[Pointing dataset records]
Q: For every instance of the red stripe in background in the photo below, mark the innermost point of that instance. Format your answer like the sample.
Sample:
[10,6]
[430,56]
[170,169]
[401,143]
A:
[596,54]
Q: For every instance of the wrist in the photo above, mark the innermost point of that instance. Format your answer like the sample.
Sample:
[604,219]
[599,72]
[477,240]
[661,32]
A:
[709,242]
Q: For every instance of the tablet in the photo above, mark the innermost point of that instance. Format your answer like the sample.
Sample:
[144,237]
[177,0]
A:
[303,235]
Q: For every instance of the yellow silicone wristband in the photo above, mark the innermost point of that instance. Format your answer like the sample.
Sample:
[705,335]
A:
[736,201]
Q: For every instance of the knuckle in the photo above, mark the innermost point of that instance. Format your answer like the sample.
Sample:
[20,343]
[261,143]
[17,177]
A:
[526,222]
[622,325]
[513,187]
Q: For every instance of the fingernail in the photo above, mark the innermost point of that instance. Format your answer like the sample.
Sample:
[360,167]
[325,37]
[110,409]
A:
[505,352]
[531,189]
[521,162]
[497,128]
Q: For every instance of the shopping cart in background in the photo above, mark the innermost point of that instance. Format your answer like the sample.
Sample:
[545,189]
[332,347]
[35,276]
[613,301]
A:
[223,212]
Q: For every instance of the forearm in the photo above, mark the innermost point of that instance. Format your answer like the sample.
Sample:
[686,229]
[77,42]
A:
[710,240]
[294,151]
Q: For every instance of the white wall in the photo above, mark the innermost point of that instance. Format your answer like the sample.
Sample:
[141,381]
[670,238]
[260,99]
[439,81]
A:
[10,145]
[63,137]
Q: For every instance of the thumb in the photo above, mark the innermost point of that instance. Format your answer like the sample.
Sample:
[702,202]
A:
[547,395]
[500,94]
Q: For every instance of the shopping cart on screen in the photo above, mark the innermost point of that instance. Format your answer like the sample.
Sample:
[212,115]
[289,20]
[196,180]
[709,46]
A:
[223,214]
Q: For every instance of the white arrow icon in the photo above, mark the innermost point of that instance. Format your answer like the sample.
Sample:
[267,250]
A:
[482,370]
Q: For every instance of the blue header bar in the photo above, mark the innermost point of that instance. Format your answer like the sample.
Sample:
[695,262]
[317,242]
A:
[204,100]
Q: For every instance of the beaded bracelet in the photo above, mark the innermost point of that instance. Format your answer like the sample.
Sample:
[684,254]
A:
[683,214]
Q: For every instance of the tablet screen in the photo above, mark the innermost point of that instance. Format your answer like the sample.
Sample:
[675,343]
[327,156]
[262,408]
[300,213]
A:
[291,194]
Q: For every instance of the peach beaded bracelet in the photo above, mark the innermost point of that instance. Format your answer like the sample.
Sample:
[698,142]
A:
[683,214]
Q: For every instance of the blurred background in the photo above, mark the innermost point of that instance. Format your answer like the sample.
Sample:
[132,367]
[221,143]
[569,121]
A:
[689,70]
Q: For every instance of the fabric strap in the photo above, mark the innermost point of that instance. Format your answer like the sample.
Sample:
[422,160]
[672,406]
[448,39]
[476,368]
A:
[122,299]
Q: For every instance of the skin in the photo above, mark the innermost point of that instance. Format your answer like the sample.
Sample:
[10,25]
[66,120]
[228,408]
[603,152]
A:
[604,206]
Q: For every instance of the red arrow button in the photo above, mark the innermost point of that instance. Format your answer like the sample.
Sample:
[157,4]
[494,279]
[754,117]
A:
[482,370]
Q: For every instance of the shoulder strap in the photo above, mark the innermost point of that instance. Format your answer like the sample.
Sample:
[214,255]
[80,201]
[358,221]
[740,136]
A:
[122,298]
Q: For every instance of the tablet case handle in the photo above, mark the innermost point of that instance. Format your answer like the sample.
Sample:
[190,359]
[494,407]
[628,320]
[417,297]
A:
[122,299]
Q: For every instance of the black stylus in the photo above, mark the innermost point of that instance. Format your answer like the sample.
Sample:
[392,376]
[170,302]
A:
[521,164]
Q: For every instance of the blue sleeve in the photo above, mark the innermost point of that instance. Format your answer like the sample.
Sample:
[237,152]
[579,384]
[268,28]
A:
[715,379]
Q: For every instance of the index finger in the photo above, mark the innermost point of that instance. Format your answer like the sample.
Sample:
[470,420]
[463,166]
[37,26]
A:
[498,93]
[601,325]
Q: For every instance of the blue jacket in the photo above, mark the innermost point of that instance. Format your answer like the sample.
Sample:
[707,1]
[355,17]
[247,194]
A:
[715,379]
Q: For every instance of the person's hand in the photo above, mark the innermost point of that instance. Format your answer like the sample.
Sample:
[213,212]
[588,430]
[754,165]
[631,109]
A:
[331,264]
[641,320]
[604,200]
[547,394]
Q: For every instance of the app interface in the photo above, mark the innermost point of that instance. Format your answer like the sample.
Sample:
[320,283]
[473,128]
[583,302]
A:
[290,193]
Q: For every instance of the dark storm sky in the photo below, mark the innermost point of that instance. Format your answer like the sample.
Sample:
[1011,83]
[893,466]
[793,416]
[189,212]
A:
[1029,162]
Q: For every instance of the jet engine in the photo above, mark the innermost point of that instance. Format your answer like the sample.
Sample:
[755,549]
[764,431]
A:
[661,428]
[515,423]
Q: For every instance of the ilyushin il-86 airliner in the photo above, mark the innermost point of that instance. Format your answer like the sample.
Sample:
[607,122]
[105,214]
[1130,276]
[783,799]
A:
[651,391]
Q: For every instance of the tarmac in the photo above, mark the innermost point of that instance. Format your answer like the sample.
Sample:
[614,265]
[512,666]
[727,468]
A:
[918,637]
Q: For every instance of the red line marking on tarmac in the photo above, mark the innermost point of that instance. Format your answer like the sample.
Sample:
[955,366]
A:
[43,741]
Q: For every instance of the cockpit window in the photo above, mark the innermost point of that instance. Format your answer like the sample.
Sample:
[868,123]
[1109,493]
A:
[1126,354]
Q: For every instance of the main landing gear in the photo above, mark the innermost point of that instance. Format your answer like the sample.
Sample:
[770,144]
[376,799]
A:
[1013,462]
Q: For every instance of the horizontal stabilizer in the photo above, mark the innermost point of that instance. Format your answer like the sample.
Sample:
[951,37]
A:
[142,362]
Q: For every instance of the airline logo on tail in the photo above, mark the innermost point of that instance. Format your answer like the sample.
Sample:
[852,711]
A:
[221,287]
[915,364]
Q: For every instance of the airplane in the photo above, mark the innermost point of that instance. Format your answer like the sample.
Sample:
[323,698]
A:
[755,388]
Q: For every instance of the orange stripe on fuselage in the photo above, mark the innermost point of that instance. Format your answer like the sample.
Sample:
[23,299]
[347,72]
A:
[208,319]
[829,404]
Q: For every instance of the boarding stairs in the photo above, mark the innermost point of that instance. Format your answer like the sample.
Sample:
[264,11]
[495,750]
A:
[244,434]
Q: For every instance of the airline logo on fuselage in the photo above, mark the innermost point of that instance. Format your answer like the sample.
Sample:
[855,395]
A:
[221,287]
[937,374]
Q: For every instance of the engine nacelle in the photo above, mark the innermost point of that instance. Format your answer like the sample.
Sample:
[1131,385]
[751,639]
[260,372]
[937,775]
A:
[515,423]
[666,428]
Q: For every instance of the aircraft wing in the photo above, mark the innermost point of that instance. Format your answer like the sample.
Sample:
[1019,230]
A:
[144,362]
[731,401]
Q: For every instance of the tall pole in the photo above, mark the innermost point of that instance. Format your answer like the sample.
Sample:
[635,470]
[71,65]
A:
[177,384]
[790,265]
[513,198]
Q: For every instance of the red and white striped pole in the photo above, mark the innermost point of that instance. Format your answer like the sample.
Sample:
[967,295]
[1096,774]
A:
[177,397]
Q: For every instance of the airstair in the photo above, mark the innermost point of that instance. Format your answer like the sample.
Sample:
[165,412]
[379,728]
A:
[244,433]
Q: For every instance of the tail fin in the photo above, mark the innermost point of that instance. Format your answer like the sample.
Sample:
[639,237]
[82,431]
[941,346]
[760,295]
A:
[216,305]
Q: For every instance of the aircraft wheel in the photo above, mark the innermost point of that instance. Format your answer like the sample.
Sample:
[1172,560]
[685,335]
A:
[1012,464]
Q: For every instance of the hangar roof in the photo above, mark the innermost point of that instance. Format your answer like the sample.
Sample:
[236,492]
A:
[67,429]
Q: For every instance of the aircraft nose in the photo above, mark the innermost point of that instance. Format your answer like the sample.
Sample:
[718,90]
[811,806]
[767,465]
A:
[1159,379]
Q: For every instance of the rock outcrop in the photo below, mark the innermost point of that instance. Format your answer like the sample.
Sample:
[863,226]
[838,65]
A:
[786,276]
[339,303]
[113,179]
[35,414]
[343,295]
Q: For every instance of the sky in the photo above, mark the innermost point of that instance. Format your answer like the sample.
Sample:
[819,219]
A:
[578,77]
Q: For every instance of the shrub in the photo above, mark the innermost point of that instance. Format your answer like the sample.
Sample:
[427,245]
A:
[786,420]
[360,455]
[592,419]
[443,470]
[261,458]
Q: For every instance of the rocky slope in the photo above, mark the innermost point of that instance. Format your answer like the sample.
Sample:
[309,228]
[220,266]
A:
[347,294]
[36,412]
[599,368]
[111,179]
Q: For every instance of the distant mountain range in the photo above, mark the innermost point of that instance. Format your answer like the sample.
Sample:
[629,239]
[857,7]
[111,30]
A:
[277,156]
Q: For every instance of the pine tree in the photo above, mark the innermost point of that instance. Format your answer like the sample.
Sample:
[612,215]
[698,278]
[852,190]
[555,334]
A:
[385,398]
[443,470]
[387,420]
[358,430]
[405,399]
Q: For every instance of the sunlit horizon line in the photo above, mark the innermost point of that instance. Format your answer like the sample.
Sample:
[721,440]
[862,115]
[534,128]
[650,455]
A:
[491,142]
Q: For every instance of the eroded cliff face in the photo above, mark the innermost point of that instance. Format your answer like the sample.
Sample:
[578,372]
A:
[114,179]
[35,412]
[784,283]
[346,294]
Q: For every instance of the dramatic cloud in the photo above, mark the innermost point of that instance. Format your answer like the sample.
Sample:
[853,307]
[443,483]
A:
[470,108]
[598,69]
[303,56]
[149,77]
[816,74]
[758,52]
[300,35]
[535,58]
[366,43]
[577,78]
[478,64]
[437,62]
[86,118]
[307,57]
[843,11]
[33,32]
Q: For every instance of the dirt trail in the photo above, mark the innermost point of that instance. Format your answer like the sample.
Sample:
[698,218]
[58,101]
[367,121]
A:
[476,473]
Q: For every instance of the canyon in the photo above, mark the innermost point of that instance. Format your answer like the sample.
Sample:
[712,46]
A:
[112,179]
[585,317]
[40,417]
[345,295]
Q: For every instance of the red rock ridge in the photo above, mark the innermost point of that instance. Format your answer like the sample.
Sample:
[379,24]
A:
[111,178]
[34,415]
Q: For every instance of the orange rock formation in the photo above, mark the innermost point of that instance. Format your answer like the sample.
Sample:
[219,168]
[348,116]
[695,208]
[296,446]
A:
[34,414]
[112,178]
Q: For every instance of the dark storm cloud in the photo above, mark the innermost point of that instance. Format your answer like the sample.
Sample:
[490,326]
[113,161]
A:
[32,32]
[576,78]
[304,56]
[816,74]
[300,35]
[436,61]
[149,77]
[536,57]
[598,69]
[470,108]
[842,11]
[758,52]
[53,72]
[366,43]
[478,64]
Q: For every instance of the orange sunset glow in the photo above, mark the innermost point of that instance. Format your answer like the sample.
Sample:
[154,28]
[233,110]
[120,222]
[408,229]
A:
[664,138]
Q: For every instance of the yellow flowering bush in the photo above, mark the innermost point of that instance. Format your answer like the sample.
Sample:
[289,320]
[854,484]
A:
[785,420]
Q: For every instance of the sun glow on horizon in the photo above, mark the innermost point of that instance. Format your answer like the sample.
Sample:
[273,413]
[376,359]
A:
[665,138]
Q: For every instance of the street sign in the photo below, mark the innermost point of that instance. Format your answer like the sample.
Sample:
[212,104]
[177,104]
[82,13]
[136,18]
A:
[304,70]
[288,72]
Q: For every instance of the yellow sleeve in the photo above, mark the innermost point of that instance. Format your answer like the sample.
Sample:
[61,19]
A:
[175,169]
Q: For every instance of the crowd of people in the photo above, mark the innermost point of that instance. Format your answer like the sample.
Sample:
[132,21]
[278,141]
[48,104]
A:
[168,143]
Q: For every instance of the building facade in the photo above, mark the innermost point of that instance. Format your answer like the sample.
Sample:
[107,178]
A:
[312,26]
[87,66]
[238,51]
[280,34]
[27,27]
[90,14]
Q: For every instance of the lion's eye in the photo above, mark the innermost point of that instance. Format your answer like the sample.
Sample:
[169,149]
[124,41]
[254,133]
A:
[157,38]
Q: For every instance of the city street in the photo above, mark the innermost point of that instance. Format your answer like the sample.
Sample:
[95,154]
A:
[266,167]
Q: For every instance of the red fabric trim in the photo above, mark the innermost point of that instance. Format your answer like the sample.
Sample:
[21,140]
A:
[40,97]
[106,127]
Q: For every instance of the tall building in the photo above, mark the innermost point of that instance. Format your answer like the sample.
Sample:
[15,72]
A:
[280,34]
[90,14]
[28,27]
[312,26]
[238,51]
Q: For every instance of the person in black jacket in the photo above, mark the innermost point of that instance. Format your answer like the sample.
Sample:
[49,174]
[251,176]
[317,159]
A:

● **Exercise directions**:
Write out, word for word, the line containing "Q: For every instance of the red fabric" and every line after it to the end of the data above.

● **Answer to the problem**:
Q: For every instance of the red fabric trim in the photo above, mark the innermost point of that instance. Format your answer like the sample.
Sample:
[21,140]
A:
[40,97]
[106,127]
Q: For every instance of the tall building in the photo above, mark the innermost point of that instance. Format your answer like the sample.
Sample:
[15,72]
A:
[280,34]
[90,14]
[28,27]
[312,26]
[238,51]
Q: For every instance of the person in black jacket in the photo above, mark the innermost point of that instance. Format your answer like the sample.
Sample:
[49,174]
[251,176]
[317,159]
A:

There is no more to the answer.